Entries excerpted from a collection
⟨

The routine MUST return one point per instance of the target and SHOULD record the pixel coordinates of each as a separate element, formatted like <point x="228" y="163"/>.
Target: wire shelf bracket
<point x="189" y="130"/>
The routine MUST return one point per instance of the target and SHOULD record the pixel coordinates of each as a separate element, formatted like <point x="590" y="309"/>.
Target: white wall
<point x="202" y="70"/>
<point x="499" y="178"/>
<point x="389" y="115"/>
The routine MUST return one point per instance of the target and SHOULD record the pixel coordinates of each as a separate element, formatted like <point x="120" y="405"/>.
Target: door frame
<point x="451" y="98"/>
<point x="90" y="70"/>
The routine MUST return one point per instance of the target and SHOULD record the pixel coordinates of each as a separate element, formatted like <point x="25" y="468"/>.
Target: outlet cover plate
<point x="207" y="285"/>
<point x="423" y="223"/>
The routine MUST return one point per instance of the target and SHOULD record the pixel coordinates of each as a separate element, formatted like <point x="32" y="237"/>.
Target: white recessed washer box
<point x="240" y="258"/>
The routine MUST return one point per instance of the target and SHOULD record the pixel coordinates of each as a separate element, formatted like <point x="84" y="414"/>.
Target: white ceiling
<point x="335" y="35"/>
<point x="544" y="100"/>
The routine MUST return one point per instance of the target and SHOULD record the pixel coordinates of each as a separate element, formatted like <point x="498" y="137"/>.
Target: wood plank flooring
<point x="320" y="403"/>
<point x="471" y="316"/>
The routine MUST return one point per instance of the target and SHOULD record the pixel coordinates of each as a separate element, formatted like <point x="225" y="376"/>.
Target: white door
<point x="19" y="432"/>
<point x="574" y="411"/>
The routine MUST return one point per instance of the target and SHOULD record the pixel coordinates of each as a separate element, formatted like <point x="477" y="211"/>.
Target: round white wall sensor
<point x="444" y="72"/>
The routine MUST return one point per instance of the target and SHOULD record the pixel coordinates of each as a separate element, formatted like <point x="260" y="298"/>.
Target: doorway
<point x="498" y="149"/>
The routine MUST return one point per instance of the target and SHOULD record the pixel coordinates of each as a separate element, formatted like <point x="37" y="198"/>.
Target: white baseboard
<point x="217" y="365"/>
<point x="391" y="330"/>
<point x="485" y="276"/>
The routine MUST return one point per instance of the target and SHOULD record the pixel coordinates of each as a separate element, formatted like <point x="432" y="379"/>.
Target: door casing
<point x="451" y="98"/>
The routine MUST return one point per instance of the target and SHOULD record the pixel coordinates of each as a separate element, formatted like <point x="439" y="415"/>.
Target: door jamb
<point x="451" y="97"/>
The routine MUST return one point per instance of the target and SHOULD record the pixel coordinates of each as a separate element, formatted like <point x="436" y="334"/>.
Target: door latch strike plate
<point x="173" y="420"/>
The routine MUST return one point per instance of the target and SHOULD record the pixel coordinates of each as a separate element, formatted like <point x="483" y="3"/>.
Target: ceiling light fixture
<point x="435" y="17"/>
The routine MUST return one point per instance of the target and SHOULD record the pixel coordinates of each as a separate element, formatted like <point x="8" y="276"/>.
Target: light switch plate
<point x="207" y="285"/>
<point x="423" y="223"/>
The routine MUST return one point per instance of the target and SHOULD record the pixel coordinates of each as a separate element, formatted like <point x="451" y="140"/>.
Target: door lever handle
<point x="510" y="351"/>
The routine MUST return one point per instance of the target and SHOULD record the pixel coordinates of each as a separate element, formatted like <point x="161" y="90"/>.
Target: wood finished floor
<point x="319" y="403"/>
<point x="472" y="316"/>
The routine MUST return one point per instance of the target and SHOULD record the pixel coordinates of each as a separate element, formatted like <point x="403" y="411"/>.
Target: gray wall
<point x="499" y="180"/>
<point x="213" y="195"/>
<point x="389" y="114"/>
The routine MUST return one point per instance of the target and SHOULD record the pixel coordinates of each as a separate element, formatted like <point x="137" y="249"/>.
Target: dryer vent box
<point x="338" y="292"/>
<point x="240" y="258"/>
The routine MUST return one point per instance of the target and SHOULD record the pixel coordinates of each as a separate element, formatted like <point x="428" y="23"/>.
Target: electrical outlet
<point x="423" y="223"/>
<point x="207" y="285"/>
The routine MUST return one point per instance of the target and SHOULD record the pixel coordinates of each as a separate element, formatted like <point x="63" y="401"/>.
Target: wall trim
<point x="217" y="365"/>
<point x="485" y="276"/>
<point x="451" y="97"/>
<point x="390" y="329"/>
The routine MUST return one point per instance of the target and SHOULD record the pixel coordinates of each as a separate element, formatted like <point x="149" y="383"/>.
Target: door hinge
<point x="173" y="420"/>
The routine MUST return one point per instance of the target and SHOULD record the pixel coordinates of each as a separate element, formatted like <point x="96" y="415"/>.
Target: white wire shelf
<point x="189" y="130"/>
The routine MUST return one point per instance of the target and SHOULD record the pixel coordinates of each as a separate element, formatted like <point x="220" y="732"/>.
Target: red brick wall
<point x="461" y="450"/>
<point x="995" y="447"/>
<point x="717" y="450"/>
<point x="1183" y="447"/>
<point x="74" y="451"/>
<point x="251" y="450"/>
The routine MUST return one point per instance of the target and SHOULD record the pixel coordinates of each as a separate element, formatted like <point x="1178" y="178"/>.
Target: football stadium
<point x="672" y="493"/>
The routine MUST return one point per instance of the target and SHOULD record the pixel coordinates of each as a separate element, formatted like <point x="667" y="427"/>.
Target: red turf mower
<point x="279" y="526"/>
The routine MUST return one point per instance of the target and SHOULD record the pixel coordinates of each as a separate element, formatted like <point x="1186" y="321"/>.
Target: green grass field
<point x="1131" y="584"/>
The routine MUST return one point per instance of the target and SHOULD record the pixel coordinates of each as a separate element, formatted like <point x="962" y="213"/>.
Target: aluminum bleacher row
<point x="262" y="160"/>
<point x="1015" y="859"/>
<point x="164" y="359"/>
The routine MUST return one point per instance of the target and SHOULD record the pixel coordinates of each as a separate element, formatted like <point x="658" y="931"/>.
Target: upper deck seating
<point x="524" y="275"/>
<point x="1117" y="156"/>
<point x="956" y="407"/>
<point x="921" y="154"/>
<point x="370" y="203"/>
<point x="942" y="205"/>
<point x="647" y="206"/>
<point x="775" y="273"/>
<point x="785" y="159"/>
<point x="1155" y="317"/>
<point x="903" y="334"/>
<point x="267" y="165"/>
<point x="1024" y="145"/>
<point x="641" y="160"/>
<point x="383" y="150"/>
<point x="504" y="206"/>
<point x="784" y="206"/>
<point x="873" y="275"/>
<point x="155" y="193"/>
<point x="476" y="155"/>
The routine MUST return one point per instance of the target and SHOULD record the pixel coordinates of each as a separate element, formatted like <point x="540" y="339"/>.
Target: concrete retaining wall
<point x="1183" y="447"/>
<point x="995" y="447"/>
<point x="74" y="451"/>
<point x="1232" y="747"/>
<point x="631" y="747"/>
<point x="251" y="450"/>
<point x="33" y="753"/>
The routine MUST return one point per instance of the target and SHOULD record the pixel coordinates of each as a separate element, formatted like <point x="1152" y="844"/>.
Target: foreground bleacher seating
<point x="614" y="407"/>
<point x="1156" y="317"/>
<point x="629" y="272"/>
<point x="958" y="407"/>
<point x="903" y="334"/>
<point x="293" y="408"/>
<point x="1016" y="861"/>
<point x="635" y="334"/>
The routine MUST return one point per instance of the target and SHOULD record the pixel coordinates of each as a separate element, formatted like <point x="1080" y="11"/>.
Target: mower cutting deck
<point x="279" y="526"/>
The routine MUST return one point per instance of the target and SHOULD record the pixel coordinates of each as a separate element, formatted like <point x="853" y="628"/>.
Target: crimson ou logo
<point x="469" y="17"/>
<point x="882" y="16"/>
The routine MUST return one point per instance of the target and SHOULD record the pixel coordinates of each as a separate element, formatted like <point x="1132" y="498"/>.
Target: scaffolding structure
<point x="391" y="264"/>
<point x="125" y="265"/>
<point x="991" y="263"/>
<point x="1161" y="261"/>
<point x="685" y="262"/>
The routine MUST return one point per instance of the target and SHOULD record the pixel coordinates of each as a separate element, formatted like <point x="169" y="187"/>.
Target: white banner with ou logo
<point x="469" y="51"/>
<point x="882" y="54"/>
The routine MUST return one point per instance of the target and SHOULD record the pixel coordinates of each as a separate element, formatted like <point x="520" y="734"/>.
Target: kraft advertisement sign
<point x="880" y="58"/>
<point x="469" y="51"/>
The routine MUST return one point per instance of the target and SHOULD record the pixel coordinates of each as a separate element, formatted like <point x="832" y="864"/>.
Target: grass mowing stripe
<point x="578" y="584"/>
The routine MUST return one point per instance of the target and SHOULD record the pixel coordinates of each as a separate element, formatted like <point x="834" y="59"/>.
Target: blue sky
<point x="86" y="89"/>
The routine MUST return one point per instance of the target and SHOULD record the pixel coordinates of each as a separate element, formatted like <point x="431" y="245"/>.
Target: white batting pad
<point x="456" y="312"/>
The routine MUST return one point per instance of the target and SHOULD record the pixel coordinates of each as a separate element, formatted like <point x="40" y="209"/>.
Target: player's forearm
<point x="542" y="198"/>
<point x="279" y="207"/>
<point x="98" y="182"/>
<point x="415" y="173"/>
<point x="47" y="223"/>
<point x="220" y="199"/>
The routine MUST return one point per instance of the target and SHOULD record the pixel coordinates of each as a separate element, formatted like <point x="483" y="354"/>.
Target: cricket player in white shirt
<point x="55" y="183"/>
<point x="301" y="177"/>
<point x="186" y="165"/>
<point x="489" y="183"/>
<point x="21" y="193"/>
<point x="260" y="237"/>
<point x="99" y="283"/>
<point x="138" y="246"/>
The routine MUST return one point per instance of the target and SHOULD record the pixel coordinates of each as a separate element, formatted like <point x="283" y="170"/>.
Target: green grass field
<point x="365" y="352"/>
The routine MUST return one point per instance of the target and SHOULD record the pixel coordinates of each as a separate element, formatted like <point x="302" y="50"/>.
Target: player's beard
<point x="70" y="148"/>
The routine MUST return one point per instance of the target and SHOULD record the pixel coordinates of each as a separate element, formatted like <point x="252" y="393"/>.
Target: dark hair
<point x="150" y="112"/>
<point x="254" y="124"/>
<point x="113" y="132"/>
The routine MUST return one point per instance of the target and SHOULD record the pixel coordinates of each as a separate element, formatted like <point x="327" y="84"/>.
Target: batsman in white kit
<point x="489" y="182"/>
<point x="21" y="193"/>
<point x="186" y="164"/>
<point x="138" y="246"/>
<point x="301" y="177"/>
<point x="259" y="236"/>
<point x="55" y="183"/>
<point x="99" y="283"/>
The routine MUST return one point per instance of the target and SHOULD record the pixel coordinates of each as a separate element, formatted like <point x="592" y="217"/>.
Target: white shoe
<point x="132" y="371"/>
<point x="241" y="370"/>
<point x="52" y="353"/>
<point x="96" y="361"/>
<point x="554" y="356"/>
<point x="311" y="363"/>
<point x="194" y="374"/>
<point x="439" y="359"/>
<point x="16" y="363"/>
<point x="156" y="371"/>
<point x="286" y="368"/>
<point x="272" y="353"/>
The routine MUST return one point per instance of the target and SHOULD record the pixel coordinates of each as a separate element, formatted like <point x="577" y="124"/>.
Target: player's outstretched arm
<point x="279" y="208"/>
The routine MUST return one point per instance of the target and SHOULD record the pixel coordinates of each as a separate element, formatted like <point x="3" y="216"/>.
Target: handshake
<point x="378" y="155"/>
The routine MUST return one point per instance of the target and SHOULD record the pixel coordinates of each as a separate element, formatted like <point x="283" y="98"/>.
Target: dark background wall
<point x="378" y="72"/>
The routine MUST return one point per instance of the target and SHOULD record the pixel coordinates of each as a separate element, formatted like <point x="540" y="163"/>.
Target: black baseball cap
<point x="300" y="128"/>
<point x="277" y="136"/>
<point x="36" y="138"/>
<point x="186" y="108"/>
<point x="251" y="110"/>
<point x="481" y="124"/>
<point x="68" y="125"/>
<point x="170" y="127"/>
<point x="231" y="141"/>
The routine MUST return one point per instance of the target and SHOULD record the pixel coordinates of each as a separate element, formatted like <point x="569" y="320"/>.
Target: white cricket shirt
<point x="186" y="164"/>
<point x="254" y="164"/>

⟩

**TASK TO CARRY OUT**
How many lines in the entries above contain the word "plate"? Reply with the number alone.

**RESULT**
3